**The problem:** Recast every line of the material below as a Markdown table with two columns, "No." and "Line". Number each row and omit any blank lines.

Excerpts from segmentation records:

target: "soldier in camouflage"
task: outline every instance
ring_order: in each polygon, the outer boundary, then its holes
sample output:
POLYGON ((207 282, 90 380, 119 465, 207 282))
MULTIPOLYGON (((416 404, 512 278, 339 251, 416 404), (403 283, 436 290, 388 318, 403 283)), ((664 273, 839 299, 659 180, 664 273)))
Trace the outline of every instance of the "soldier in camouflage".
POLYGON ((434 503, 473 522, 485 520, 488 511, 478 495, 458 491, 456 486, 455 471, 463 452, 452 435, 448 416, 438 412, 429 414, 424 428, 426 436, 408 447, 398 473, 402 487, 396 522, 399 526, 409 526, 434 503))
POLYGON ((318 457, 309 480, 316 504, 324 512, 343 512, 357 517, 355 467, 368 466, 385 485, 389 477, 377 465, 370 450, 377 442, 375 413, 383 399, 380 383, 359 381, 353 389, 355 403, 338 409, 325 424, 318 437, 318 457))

**Final result:**
| No. | Line |
|---|---|
| 1 | target: "soldier in camouflage" |
| 2 | task: outline every instance |
| 3 | ring_order: in each polygon, the outer boundary, then its holes |
| 4 | sample output: |
| 5 | POLYGON ((207 282, 90 380, 119 465, 207 282)) |
| 6 | MULTIPOLYGON (((416 404, 512 278, 339 251, 416 404), (403 283, 436 290, 388 318, 403 283)), ((664 273, 839 299, 659 180, 664 273))) |
| 7 | Trace the outline of every instance of the "soldier in camouflage". |
| 8 | POLYGON ((434 503, 473 522, 485 520, 488 511, 478 495, 458 491, 456 486, 455 471, 463 452, 452 435, 448 416, 438 412, 429 414, 424 428, 426 436, 408 447, 398 473, 402 487, 396 522, 399 526, 409 526, 434 503)) |
| 9 | POLYGON ((318 457, 309 480, 316 504, 324 512, 343 512, 357 517, 355 467, 368 466, 385 485, 389 477, 377 465, 370 450, 377 442, 375 413, 383 399, 380 383, 359 381, 353 389, 355 403, 338 409, 325 424, 318 437, 318 457)) |